*PASSAGE*.
__________________________________________________

Extract information from multimodal content

In this exercise, you use Azure Content Understanding to extract information from a variety of content types; including an invoice, an images of a slide containing charts, an audio recording of a voice messages, and a video recording of a conference call.

This exercise takes approximately 40 minutes.

Create an Azure AI Foundry project

Let’s start by creating an Azure AI Foundry project.

  1. In a web browser, open the Azure AI Foundry portal at https://ai.azure.com and sign in using your Azure credentials. Close any tips or quick start panes that are opened the first time you sign in, and if necessary use the Azure AI Foundry logo at the top left to navigate to the home page, which looks similar to the following image:

    Screenshot of Azure AI Foundry portal.

  2. At the bottom of the home page, select Explore Azure AI Services.
  3. In the Azure AI Services page, select Try Content Understanding.
  4. Select Select or create a project to start and choose the option to Create a new project.
  5. In the Create a project wizard, enter a valid name for your project, and if an existing hub is suggested, select the option to create a new one and expand Advanced options to specify the following settings for your project:
    • Subscription: Your Azure subscription
    • Resource group: Create or select a resource group
    • Hub name: A valid name for your hub
    • Location: Choose one of the following locations:*
      • Australia East
      • Sweden Central
      • West US

    *At the time of writing, Azure AI Content understanding is only avilable in these regions.

  6. Select Next and review your configuration. Then select Create and wait for the process to complete.
  7. When your project is created, close any tips that are displayed and review the project page in Azure AI Foundry portal, which should look similar to the following image:

    Screenshot of a Azure AI project details in Azure AI Foundry portal.

Download content

The content you’re going to analyze is in a .zip archive. Download it and extract it in a local folder.

  1. In a new browser tab, download content.zip from https://github.com/microsoftlearning/mslearn-ai-information-extraction/raw/main/Labfiles/content/content.zip and save it in a local folder.
  2. Extract the downloaded content.zip file and view the files it contains. You’ll use these files to build various Content Understanding analyzers in this exercise.

__________________________________________________

*PROVIDED INFORMATION*.
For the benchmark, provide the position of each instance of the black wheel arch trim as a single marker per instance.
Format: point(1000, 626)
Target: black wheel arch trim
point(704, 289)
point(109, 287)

__________________________________________________

*SET TASK*. Quote from the Azure Content Understanding exercise the part that begins with the words "7. When your" and ends with "in this exercise.".

*ANSWER IN FULL*.
7. When your project is created, close any tips that are displayed and review the project page in Azure AI Foundry portal, which should look similar to the following image:

    Screenshot of a Azure AI project details in Azure AI Foundry portal.

Download content

The content you’re going to analyze is in a .zip archive. Download it and extract it in a local folder.

  1. In a new browser tab, download content.zip from https://github.com/microsoftlearning/mslearn-ai-information-extraction/raw/main/Labfiles/content/content.zip and save it in a local folder.
  2. Extract the downloaded content.zip file and view the files it contains. You’ll use these files to build various Content Understanding analyzers in this exercise.